(Some rows)
_ _ _

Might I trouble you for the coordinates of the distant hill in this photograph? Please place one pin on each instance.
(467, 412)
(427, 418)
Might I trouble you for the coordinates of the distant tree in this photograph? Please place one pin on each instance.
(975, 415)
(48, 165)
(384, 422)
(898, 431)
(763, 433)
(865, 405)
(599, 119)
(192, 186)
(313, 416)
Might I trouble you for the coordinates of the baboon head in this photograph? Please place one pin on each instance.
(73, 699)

_ _ _

Put the rows above into a two-column CSV with the columns text and answer, one line for each row. Put each value in a single quoted field, with its line breaks replaced by spaces.

=== Task response ===
text,answer
"Might I trouble you for the coordinates of the distant hill in this photograph? Please place one pin on each instance.","(467, 412) (427, 418)"
"Might I trouble you for the coordinates of the distant tree in this photograph? Please place one pin on each instance.","(975, 415) (48, 165) (384, 422) (898, 431) (763, 433) (865, 405) (599, 119) (192, 186) (313, 416)"
"Might I trouble you for the coordinates of the baboon head in this photograph? Please place one pin on each instance.","(73, 699)"